RECORDS TO USE »
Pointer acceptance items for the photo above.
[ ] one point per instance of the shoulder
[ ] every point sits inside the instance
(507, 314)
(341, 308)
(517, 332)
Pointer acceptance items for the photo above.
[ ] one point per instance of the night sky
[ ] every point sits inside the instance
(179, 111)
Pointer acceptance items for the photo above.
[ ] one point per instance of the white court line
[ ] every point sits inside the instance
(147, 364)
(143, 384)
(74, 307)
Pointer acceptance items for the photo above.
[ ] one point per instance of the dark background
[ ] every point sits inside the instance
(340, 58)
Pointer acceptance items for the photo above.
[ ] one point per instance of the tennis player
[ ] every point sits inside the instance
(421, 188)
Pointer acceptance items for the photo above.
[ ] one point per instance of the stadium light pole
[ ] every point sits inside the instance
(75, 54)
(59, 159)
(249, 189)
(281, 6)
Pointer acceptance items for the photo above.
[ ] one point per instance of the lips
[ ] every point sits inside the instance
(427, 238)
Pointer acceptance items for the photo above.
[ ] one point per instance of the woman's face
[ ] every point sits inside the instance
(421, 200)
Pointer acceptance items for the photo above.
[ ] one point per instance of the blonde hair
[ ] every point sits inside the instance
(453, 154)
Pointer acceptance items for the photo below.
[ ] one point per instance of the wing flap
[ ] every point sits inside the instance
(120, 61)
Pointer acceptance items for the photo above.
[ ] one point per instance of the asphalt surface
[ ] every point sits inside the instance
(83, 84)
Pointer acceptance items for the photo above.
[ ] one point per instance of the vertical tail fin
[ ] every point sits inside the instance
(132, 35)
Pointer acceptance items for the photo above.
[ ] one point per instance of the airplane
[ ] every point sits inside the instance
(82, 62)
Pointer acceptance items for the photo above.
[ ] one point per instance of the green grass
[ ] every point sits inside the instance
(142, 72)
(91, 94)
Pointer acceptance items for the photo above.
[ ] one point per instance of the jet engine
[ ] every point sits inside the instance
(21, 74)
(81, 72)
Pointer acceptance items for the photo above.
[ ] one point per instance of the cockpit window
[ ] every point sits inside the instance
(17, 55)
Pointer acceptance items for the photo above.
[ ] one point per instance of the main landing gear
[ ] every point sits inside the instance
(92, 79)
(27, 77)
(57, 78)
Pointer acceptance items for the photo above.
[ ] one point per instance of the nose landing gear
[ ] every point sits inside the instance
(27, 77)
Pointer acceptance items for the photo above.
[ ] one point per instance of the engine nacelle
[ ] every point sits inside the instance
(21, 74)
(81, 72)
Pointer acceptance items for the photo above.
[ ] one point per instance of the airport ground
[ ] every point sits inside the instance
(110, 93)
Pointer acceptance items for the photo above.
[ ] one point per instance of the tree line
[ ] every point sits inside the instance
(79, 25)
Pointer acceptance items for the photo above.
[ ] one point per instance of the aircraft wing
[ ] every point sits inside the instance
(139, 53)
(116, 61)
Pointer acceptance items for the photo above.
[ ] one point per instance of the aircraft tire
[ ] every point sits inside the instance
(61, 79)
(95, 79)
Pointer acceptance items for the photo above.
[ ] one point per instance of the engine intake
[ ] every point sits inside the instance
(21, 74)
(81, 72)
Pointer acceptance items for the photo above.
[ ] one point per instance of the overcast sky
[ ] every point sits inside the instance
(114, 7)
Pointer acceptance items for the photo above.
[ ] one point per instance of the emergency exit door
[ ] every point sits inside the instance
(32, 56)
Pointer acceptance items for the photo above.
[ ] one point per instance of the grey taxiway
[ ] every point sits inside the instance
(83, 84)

EXERCISE DETAILS »
Exactly reproduce every line of the data above.

COMPLETE OUTPUT »
Pointer acceptance items for the photo above.
[ ] one point per instance of the shoulder
[ ] every point sits inside the instance
(507, 314)
(341, 308)
(517, 332)
Pointer acceptance items for the photo above.
[ ] one point per instance of the night sky
[ ] every point sits inside the instance
(179, 111)
Pointer acceptance items for the photo above.
[ ] one point per instance of the white court line
[ ] every point sits inside the instance
(147, 364)
(143, 384)
(74, 307)
Pointer acceptance items for the photo above.
[ ] one point per instance of the dark background
[ ] every point sits inside the instance
(340, 58)
Pointer acceptance items for the photo above.
[ ] one point per instance of the tennis player
[ ] every point sits inside the instance
(421, 188)
Pointer acceptance items for the photo above.
[ ] one point per instance of the stadium light pole
[ ] every point sits inside the instance
(75, 54)
(59, 159)
(249, 189)
(281, 6)
Pointer acceptance items for the photo above.
[ ] one point per instance of the lips
[ ] every point sits inside the instance
(427, 238)
Pointer acceptance items for the photo above.
[ ] one point per instance of the woman's face
[ ] every point sits inside the instance
(421, 200)
Pointer acceptance items for the photo above.
[ ] one point per instance of the blonde hair
[ ] every point sits inside the instance
(453, 154)
Pointer acceptance items for the photo below.
[ ] one point per instance of the wing flap
[ ] every point sits inside the instance
(120, 61)
Pointer acceptance items for the photo above.
[ ] one point per instance of the asphalt surface
[ ] every point sits inside the instance
(83, 84)
Pointer acceptance items for the photo above.
[ ] one point per instance of the vertical tail fin
[ ] every point sits inside the instance
(132, 35)
Pointer acceptance items for the photo above.
[ ] one point per instance of the airplane
[ ] every point sits inside the instance
(82, 62)
Pointer acceptance items for the photo above.
[ ] one point per instance of the green grass
[ ] every point sits inside the instance
(142, 72)
(91, 94)
Pointer acceptance items for the photo above.
[ ] one point per instance of the jet engine
[ ] every point sits inside the instance
(21, 74)
(81, 72)
Pointer acceptance items for the photo above.
[ ] one point per instance of the cockpit window
[ ] every point sits inside the instance
(17, 55)
Pointer acceptance items for the photo above.
[ ] one point per instance of the main landing gear
[ ] every point sits inside the instance
(92, 79)
(27, 77)
(57, 78)
Pointer acceptance items for the photo above.
[ ] one point per instance of the nose landing gear
[ ] every point sits inside the instance
(27, 77)
Pointer acceptance items for the photo above.
[ ] one point per instance of the engine nacelle
[ ] every point sits inside the instance
(21, 74)
(81, 72)
Pointer acceptance items for the photo above.
[ ] one point per instance of the airport ground
[ ] every point sits inside the instance
(110, 93)
Pointer acceptance items for the photo above.
[ ] one point per instance of the tree line
[ ] every point sits inside the instance
(79, 25)
Pointer acceptance items for the photo above.
[ ] one point per instance of the aircraft wing
[ ] every point sits inside the instance
(139, 53)
(116, 61)
Pointer acceptance items for the photo above.
[ ] one point per instance of the aircraft tire
[ ] every point sits inside the instance
(61, 79)
(95, 79)
Pointer acceptance items for the photo above.
[ ] one point per instance of the engine intake
[ ] every point sits inside the instance
(21, 74)
(81, 72)
Pointer acceptance items for the photo above.
[ ] one point per instance of the overcast sky
[ ] every point sits inside the instance
(114, 7)
Pointer acceptance items for the photo above.
[ ] one point per instance of the emergency exit door
[ ] every point sits inside the instance
(32, 56)
Pointer acceptance items for the photo above.
[ ] one point per instance of the grey taxiway
[ ] every point sits inside the instance
(83, 84)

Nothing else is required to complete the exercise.